#### What you need to do
In the IAM article on the Boeing certification deadline, which senator does Robert Martinez Jr. credit with developing the amendment?

#### Excerpted passage

IAM ADVOCACY SAVES THOUSANDS OF MACHINISTS’ AEROSPACE JOBS: As a result of intense lobbying by the IAM, Congress recently reached an agreement on an end-of-year government spending bill that included an amendment granting Boeing a modification to the certification deadline, which would allow the 737 MAX 7 and MAX 10 jets to complete aircraft certification without major disruptions. The amendment, which includes several mandatory safety enhancements, protects thousands of Machinists’ jobs by ensuring a deadline included in legislation passed in 2020 does not apply to the MAX 7 and MAX 10 models that have yet to enter service.
The actions of the federal lawmakers came just days after IAM International President Robert Martinez Jr. sent letters to the Biden Administration, Majority Leader Chuck Schumer, and Speaker Nancy Pelosi urging them to support legislative and administrative remedies to modify the deadline for the Boeing 737 MAX-10 and MAX-7 programs to attain the certification of the flight crew alerting system, as mandated under the Aircraft Certification, Safety and Accountability Act (ACSAA) of 2020.
“This Machinists Union relentlessly fought for this extension that will ensure the livelihoods of thousands of Machinists in the aerospace sector,” said IAM International President Robert Martinez Jr. “I applaud Senator Maria Cantwell for developing this amendment and Congress for supporting it. This will allow the MAX-10 and MAX-7 variants an opportunity to complete the certification process without jeopardizing aircraft safety.”
“The amendment affords our Machinists members at Boeing the stability and security they deserve,” said IAM Western Territory General Vice President Gary R. Allen. “Machinists play a vital role on the frontlines of the aerospace industry by building and producing some of the best aircraft in the world. I commend IP Martinez and our Legislative Department for this achievement.”

#### Extracted entries
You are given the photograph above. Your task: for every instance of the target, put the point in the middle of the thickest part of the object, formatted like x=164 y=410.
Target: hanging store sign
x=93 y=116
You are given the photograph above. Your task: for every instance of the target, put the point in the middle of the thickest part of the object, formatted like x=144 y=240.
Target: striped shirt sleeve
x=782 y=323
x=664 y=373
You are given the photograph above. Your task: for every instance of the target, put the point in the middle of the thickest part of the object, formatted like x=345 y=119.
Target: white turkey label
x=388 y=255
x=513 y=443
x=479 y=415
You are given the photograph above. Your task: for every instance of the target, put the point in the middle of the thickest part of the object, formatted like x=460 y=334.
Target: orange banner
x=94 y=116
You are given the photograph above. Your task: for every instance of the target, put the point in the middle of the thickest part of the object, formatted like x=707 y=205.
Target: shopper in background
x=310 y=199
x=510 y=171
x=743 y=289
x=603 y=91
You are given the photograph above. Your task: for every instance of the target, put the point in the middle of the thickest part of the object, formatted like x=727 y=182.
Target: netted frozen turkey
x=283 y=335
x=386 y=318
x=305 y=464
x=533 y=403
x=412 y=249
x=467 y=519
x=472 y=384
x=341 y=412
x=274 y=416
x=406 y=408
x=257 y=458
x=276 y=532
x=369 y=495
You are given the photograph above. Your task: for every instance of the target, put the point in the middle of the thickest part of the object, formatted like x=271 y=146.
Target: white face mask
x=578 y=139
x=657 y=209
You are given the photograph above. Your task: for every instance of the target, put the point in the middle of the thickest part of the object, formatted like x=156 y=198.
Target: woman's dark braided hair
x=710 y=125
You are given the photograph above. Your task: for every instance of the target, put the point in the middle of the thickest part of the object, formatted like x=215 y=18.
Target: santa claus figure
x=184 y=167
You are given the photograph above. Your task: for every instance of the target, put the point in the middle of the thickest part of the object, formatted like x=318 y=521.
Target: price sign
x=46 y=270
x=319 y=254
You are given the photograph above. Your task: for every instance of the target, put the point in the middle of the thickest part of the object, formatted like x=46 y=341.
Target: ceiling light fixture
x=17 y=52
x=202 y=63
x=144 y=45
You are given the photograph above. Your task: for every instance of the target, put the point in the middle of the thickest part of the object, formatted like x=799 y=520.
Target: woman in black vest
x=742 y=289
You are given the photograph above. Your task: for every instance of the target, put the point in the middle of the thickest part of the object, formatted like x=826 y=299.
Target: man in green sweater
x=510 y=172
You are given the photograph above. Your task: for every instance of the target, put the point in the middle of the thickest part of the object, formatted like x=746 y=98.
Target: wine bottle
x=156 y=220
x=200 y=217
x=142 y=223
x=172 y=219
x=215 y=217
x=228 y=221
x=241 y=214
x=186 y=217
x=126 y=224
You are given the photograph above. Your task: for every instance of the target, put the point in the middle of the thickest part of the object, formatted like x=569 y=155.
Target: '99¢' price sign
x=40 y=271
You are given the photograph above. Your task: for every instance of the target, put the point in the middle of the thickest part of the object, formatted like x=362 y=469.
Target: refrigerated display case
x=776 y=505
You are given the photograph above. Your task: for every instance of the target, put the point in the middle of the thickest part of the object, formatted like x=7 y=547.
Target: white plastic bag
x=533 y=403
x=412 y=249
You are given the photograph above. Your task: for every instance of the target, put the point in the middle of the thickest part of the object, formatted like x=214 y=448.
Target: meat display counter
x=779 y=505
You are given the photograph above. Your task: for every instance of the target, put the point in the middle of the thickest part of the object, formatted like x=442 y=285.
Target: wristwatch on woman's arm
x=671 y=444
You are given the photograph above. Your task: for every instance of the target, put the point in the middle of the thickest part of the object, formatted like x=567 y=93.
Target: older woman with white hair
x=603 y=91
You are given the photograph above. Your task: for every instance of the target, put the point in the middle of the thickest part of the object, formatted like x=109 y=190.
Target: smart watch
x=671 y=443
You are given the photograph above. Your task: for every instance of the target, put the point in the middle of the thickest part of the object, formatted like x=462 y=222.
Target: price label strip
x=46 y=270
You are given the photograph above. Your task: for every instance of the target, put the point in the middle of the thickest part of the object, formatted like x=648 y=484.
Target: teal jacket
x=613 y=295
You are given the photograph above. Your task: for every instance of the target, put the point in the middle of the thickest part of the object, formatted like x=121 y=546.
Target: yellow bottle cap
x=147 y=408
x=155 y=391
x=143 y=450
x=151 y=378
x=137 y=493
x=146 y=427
...
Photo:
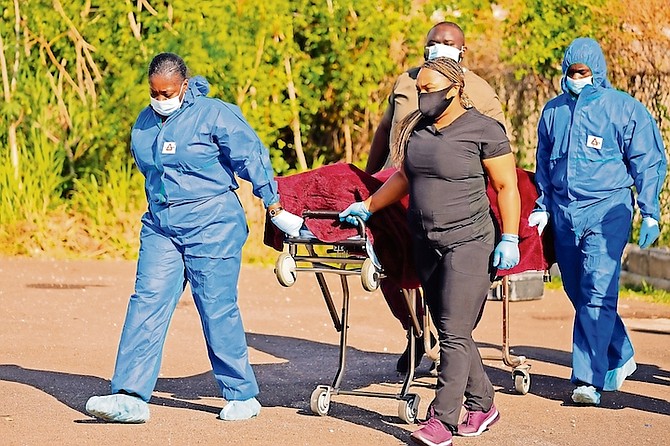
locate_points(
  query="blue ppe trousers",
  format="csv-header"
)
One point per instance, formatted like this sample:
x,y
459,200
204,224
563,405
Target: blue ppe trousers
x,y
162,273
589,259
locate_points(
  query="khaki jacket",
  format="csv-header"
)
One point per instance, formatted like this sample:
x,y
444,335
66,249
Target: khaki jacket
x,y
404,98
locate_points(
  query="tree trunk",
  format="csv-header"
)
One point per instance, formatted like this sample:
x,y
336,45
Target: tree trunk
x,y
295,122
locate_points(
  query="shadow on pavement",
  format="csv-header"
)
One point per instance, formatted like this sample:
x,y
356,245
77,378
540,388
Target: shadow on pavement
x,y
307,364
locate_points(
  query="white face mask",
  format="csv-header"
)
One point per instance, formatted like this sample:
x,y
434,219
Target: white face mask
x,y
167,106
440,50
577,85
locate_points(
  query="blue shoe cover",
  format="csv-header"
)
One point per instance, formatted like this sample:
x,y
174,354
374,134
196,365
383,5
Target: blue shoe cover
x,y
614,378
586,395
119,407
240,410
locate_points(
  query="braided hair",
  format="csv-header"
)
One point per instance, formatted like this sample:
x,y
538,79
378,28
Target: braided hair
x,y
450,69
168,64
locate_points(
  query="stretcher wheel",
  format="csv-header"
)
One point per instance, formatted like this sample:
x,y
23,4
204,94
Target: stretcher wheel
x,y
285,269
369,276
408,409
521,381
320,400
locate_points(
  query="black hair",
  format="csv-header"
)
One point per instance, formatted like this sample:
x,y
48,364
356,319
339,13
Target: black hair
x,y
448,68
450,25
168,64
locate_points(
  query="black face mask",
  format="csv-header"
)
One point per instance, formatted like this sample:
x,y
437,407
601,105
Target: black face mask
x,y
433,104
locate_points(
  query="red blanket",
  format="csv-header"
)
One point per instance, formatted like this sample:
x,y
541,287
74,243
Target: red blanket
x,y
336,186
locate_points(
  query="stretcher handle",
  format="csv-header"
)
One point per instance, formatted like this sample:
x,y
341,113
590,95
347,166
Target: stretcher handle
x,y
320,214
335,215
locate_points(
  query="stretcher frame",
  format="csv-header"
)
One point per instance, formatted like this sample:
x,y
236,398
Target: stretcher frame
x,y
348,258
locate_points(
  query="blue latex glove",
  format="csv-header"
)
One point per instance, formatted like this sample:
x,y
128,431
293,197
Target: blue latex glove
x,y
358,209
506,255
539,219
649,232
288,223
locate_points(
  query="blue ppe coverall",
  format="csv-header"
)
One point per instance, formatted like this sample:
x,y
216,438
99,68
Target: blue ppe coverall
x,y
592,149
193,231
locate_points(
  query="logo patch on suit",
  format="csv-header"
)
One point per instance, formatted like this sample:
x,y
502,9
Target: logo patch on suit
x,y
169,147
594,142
---
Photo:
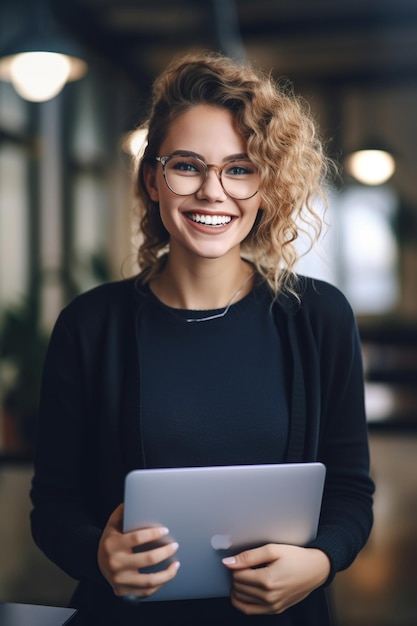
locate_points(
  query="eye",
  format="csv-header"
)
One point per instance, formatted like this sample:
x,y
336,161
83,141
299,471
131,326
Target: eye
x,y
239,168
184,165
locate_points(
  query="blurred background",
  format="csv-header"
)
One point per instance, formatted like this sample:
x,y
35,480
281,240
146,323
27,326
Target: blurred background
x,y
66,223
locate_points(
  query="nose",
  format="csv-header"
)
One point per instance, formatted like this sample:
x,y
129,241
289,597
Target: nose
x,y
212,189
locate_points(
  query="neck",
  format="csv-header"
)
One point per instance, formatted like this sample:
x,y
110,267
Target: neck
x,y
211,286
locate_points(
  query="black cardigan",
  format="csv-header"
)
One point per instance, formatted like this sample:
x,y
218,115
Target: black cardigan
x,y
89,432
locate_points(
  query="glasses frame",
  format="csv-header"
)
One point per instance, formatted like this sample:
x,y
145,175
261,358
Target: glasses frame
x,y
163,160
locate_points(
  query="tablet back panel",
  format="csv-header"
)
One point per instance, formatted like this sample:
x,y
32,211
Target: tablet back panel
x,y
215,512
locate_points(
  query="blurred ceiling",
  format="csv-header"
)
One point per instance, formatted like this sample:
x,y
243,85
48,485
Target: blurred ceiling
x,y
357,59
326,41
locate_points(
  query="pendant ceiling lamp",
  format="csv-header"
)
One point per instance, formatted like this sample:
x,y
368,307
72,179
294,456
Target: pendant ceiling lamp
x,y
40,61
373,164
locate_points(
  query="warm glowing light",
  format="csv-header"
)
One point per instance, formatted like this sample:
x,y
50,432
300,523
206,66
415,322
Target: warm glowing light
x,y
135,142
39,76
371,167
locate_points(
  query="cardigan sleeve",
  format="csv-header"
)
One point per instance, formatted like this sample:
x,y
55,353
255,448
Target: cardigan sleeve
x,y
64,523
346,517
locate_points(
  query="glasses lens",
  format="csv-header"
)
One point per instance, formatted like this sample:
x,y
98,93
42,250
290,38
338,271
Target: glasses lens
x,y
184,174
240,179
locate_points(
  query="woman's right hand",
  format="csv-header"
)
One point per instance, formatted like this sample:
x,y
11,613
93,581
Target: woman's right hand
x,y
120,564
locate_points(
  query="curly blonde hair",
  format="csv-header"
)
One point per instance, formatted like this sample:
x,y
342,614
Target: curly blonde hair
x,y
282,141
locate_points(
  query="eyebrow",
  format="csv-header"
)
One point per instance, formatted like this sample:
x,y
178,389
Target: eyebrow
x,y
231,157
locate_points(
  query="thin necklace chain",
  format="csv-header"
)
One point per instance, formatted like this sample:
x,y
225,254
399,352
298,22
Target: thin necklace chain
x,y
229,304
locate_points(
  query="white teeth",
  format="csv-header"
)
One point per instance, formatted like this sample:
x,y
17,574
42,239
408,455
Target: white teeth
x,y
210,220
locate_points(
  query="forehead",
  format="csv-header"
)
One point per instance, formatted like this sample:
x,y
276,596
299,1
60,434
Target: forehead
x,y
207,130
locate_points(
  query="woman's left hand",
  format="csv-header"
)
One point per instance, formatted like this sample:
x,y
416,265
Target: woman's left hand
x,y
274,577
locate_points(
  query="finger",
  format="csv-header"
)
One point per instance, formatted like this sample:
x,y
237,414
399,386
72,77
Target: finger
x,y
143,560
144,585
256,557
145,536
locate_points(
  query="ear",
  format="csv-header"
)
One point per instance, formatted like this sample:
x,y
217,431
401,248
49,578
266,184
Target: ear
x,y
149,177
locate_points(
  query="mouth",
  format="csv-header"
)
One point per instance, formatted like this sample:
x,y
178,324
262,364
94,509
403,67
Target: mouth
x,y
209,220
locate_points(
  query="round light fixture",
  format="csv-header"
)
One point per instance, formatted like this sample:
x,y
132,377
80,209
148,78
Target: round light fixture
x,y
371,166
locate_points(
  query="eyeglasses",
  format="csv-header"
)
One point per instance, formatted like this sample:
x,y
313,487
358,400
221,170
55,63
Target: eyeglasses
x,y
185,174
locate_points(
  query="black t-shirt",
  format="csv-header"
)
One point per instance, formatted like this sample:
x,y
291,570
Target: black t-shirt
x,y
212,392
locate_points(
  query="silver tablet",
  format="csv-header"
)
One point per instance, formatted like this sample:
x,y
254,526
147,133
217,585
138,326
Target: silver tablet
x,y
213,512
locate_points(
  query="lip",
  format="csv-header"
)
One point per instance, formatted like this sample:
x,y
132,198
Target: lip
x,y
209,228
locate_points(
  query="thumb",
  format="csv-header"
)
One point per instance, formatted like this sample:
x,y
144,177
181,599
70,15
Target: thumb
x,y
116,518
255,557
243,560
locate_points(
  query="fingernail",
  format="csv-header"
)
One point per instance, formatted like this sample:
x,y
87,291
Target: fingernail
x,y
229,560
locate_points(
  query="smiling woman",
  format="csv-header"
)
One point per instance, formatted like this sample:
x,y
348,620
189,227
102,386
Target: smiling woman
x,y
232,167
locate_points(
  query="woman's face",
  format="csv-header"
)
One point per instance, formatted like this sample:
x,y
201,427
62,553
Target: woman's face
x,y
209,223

#### Answer to this task
Senator Maria Cantwell